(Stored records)
○ ○ ○ ○

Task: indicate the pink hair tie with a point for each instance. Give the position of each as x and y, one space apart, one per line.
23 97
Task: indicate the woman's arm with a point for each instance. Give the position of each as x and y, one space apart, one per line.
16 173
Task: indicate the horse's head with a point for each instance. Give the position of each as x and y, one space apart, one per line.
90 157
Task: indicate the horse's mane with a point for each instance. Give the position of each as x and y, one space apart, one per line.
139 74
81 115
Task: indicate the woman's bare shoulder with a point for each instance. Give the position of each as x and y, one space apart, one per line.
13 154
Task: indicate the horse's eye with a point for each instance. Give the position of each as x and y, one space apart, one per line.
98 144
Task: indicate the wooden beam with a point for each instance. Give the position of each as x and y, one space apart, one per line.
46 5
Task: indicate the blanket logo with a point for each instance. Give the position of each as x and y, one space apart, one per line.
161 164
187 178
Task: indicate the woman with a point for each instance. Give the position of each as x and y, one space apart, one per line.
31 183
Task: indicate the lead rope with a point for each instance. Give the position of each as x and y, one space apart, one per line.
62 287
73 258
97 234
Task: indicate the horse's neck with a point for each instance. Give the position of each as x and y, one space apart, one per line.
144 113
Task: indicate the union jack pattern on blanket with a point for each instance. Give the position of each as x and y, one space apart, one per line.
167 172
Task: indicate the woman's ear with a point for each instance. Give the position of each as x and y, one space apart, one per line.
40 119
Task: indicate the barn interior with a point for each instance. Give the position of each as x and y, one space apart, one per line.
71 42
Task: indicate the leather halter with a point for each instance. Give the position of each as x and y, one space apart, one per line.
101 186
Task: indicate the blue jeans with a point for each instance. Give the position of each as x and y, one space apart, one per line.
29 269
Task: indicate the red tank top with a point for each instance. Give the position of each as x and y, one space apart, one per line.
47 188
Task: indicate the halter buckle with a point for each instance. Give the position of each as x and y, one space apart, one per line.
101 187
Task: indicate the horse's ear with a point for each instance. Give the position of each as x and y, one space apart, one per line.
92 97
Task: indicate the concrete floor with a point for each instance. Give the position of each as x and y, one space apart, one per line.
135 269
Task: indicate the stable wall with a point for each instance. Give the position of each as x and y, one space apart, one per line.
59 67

○ ○ ○ ○

Problem to solve: Copy the records from the line containing "Task: indicate the blue" through the end of the records, both ends included. Swap "indicate" for "mark" and leave everything else unchanged.

Solution below:
Task: mark the blue jeans with a point for each instance. Give the position of each as x and y, one space apart, one per line.
29 269
Task: mark the red tank top with a point for each instance. Give the position of each as x and y, one space apart, one per line.
47 188
Task: mark the halter buckle with a point for each instance. Give the position of each as x and y, one space apart, one per line.
101 187
Task: mark the horse's ear with a point for each instance. Give the position of each as x and y, one space apart, one per line.
92 97
Task: mark the concrete floor with a point for each instance. Give the position of each as x and y, one space apart, one per line.
135 269
Task: mark the stable wall with a point for each instance. Give the position of each as x and y, one space apart, one per line.
59 67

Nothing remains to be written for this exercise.